Count the lines in the records that contain the string "concrete", matching case, and give only the number.
··· The data ···
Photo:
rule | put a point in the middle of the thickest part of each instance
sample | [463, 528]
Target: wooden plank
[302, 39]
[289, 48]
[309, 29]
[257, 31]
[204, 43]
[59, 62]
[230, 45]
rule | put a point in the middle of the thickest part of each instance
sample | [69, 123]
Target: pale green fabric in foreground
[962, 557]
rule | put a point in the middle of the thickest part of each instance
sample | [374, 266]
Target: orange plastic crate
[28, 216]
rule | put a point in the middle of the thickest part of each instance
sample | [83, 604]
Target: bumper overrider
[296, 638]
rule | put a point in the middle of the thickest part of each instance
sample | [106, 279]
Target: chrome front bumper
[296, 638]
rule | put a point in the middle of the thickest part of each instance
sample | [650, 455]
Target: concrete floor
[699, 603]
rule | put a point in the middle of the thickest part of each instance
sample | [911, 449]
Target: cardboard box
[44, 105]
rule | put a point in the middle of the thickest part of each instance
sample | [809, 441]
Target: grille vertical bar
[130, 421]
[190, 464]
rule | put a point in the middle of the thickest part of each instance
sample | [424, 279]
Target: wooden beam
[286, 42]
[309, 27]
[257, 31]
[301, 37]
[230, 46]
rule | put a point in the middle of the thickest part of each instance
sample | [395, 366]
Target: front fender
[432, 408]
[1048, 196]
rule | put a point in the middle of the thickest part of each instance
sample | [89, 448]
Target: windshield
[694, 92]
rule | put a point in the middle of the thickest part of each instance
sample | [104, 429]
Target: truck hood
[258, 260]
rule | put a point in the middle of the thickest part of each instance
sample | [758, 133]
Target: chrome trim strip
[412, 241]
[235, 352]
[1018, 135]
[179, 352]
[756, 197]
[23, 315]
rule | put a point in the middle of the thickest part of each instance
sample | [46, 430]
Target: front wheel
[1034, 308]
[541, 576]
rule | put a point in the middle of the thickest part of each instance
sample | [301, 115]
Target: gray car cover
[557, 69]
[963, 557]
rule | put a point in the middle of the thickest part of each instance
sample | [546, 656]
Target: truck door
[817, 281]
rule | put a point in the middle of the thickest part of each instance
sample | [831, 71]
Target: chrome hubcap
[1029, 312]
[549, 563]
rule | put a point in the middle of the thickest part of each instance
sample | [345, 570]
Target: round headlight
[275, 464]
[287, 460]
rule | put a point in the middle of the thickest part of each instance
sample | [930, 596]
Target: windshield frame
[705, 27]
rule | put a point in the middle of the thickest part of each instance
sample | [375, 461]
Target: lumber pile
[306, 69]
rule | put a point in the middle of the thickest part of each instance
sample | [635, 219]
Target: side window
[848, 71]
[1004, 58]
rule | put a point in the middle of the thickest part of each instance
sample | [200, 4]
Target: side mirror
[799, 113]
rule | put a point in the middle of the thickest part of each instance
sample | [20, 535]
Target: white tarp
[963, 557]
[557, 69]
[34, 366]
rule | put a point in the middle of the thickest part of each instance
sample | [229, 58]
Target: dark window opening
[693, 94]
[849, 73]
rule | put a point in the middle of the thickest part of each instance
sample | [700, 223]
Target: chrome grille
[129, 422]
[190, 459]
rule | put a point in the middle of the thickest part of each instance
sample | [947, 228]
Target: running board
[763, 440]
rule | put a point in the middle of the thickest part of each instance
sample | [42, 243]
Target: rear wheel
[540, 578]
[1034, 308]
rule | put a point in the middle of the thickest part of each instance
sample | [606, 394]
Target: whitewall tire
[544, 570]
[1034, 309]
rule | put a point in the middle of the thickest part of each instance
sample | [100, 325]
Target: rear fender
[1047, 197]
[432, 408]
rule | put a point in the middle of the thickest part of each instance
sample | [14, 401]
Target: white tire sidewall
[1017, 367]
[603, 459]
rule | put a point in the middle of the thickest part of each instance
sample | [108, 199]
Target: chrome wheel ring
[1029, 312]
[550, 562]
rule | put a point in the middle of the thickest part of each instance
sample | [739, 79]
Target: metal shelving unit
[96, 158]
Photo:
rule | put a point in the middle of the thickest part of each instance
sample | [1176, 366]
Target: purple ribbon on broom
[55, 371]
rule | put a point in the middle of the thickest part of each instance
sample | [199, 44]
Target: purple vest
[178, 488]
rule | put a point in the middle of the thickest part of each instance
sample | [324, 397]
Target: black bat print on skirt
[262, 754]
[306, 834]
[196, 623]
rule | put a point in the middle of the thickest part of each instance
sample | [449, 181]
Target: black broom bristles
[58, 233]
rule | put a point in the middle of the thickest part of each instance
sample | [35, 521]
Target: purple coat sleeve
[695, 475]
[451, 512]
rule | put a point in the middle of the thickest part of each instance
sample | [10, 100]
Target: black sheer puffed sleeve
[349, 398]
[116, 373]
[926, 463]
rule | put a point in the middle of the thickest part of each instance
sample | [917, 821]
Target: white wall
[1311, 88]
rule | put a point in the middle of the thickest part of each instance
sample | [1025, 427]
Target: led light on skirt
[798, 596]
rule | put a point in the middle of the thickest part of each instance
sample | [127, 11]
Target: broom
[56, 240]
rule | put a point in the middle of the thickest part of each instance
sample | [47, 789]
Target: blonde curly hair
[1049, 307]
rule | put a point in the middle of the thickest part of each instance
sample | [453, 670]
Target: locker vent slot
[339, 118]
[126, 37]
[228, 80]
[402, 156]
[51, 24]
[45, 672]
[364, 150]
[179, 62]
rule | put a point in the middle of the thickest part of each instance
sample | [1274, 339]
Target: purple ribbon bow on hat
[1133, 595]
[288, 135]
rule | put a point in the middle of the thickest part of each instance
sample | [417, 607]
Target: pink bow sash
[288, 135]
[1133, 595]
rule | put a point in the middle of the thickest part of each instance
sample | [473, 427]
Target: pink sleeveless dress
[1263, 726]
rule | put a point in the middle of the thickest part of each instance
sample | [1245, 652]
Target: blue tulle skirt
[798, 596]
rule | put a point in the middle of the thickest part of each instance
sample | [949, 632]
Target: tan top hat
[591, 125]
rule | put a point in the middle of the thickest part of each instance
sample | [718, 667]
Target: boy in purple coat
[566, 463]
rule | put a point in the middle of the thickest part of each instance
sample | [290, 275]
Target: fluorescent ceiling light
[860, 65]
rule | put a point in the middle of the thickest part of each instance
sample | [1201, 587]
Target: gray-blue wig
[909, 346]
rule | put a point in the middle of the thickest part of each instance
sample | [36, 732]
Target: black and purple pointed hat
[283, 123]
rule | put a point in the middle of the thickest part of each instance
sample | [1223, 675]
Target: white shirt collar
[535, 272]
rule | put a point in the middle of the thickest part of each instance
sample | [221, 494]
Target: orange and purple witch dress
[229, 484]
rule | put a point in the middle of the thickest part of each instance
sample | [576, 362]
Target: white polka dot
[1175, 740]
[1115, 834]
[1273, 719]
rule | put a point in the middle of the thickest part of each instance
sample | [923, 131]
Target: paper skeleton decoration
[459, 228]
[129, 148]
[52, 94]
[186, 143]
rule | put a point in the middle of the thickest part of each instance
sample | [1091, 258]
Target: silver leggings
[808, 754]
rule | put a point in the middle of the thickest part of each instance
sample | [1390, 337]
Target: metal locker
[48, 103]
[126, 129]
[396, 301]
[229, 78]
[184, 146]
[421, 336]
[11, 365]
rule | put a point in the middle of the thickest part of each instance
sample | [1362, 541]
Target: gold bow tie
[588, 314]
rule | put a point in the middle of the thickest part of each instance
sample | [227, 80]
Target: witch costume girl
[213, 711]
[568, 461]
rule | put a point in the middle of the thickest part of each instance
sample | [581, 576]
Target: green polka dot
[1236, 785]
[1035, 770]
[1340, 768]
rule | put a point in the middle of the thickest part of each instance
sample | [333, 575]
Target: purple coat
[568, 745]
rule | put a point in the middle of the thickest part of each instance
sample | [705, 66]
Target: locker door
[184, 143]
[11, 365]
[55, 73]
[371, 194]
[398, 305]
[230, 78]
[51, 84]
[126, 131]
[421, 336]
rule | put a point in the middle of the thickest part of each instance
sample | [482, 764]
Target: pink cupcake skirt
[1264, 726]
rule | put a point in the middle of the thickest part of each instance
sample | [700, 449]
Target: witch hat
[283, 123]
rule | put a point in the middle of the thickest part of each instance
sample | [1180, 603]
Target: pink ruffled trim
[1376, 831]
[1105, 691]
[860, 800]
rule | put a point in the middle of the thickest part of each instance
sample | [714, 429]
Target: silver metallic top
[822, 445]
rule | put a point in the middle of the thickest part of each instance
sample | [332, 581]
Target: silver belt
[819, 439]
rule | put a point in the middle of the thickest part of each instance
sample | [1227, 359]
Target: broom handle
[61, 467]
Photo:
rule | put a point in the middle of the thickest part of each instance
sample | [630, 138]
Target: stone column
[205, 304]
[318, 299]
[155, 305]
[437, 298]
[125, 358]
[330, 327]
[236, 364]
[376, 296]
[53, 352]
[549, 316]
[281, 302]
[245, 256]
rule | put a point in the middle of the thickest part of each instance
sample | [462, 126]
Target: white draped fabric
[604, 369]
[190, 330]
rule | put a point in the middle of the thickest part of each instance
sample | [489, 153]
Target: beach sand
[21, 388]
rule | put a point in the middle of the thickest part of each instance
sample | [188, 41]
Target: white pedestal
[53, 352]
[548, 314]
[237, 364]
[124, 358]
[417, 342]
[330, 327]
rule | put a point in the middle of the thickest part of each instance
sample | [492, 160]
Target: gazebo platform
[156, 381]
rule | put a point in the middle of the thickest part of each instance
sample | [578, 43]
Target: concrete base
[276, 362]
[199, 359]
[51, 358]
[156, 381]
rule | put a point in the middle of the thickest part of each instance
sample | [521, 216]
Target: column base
···
Response below:
2